§ Exercise brief:
Can you return every line of the records below word for word, leaving out the pictures?

Rows from an object pointing dataset:
<<<<

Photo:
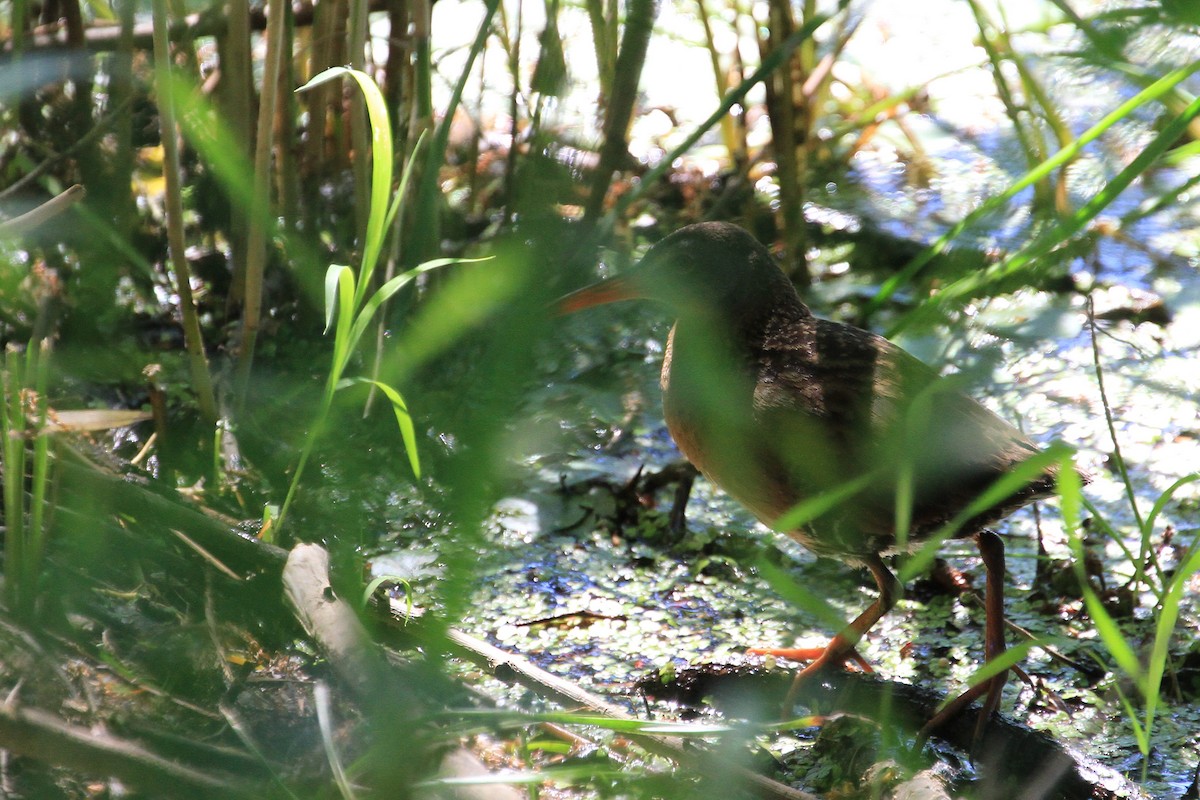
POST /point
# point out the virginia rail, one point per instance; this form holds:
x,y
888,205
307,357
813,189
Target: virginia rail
x,y
775,405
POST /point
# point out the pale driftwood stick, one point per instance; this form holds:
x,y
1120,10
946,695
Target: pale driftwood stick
x,y
358,661
52,208
42,735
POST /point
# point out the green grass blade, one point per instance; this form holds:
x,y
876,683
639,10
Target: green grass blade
x,y
904,277
403,419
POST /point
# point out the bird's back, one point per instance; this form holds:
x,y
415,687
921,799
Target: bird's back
x,y
801,405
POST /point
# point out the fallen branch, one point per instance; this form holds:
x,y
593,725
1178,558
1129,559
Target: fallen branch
x,y
358,661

>>>>

§ Reply to the task:
Photo:
POST /point
# point out the virginia rail, one point per instance; this form holds:
x,y
888,205
307,357
813,189
Target: virginia rail
x,y
775,405
POST /point
# point out the pale driftwood stick, one point per instance; this form holds:
x,y
1120,10
946,695
Target: pale driftwood stick
x,y
358,661
52,208
42,735
POST /point
# point out the green grass blade, one point per instance; this form holds:
x,y
876,683
639,10
Target: green grass blade
x,y
904,277
403,419
POST /point
# point out the bird's back, one point per instance; this form holds:
x,y
415,687
921,799
Target: bird's back
x,y
801,405
POST /point
# point out the fallen branch, one point per instance; this form holds:
x,y
593,725
1178,558
1129,559
Target: fallen branch
x,y
358,661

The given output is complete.